■ SUPPLIED INFORMATION ■
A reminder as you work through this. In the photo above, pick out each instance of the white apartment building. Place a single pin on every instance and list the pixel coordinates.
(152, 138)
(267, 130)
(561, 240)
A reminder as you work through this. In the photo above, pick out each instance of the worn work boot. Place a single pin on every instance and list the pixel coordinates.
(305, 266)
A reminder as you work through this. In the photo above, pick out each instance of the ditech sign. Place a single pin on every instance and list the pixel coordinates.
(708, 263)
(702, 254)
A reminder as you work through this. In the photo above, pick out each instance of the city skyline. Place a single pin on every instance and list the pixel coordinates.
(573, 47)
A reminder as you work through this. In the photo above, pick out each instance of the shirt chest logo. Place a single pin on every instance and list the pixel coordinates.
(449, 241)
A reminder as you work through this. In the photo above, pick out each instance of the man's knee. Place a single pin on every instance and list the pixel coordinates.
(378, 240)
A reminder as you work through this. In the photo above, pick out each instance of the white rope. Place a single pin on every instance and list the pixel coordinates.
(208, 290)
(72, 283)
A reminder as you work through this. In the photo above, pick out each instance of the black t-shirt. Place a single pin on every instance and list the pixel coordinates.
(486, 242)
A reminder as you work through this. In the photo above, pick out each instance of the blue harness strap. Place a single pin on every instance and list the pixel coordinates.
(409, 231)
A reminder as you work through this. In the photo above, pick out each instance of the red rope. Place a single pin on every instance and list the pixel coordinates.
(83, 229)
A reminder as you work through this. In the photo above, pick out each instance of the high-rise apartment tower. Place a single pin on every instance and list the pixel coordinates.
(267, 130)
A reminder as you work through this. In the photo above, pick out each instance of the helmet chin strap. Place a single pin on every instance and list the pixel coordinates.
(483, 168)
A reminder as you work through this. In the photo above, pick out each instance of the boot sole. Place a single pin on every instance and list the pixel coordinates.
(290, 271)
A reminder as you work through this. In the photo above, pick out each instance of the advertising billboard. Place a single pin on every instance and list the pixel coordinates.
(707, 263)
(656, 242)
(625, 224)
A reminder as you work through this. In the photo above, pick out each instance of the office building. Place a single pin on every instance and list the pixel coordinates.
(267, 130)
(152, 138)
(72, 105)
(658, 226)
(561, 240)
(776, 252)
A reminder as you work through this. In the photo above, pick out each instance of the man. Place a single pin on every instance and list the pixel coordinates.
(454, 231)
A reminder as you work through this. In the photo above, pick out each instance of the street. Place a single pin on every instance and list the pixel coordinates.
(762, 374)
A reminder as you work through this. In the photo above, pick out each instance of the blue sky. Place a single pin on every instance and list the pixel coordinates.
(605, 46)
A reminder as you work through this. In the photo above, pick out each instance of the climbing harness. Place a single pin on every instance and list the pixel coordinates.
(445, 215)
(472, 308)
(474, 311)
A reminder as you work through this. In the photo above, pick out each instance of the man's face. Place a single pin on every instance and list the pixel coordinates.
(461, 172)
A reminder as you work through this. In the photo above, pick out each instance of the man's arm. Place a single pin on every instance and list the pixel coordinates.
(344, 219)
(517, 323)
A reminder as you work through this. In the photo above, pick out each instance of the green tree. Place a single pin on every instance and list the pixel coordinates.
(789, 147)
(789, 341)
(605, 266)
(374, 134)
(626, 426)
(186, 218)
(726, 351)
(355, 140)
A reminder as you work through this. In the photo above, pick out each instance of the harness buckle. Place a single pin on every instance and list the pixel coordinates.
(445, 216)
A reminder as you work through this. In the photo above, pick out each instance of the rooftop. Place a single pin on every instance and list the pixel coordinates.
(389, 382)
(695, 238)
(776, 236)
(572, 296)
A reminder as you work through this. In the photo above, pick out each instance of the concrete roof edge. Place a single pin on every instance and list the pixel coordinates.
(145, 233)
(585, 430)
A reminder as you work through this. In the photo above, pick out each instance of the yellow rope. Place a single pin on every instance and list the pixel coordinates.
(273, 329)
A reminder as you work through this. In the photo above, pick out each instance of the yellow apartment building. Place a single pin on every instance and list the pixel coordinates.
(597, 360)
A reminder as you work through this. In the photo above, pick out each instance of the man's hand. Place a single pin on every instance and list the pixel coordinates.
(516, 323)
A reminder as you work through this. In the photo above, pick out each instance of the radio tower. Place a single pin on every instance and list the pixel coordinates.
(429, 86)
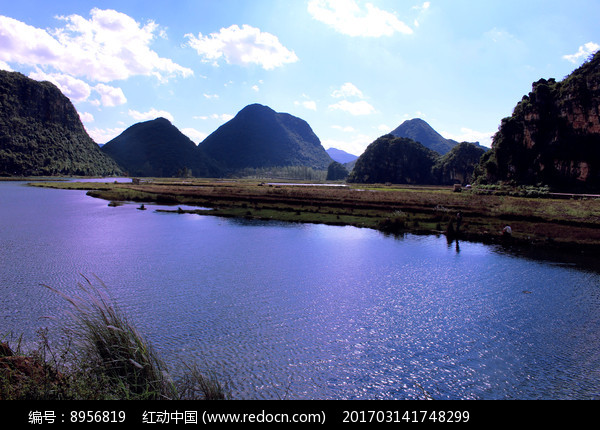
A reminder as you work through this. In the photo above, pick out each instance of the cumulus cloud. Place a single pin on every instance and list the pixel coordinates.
(347, 17)
(346, 129)
(356, 145)
(308, 104)
(80, 91)
(76, 89)
(109, 46)
(195, 135)
(220, 117)
(347, 90)
(242, 46)
(4, 66)
(583, 52)
(110, 96)
(150, 115)
(354, 108)
(468, 135)
(104, 135)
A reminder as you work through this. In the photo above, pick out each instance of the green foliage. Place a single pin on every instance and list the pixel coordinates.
(158, 149)
(552, 138)
(419, 131)
(41, 133)
(258, 137)
(297, 173)
(458, 165)
(336, 172)
(396, 160)
(104, 358)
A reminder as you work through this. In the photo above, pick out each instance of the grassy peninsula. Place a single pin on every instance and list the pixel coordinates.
(536, 216)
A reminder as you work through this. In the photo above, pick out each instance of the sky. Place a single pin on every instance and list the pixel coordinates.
(353, 69)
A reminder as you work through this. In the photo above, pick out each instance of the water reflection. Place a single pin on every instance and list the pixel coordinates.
(311, 311)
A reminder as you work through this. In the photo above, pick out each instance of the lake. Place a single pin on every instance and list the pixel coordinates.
(302, 311)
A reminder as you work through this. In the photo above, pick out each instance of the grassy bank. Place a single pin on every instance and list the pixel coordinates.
(537, 218)
(105, 358)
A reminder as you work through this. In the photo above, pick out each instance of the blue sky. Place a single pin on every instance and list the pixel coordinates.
(354, 70)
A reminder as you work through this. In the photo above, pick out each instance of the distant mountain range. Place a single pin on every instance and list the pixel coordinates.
(260, 137)
(42, 134)
(552, 138)
(420, 131)
(340, 156)
(157, 148)
(553, 135)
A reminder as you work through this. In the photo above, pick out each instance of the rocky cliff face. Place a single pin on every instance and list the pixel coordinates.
(553, 136)
(41, 133)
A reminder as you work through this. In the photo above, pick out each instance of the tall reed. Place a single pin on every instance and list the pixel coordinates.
(113, 349)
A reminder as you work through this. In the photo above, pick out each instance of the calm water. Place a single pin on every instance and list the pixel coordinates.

■ TASK DIRECTIONS ■
Write out, word for word, every line from the one containing "the green foliage." through the last line of the records above.

■ EXERCISE OUTPUT ■
A reminder as you work through this. In the photo above, pick out each instance of the green foliage. Place a single pin on every instance and list the pixel coordinates.
(158, 149)
(552, 138)
(419, 131)
(41, 133)
(258, 137)
(297, 173)
(458, 165)
(336, 172)
(396, 160)
(104, 358)
A reminder as you work through this. In the photo above, pick out each instance of the grassy peninsula. Place a single pin on every instance and list the pixel coordinates.
(536, 216)
A reminder as you work through this. In the photo above, pick out each instance of the sky. Place a single pin on every instance and list the pixel coordinates.
(353, 69)
A reminder as you work through this. In the photo above, pick out each instance of the water reflection. Place a single pin on every instance and list the pixel coordinates.
(311, 311)
A reminder as you work through this. In the photo above, pick out each instance of the lake. Place a single pin on every instance and list the pixel coordinates.
(302, 311)
A reminder as you work through this. In the photo above, pick out each instance of the grassy bank. Place a single pin on every instance and list the pixel coordinates.
(537, 218)
(105, 358)
A reminder as you work through this. In the photo above, pick out each instance of the blue sky. Place a single pin on every instance and list the pixel coordinates.
(354, 70)
A reminder as you work through this. In the photo above, pick out each instance of the distant mountain range. Place a single pin on every instance and list the pixel coordinates.
(260, 137)
(42, 134)
(552, 138)
(420, 131)
(340, 156)
(157, 148)
(553, 135)
A reminder as you work through this. In the photo above, pick out each instance of the rocky cliff face. Place a single pin on every instance and list the pixel coordinates.
(553, 136)
(41, 133)
A reminder as you work through this. In the photo above, pick out each instance of the tall reed. Place a single pin on every instance and list the pixel coordinates.
(113, 349)
A reminder as you work through this. In the photo above, pick out each instance of the calm water. Place a single pin on every instance and list the pixel coordinates.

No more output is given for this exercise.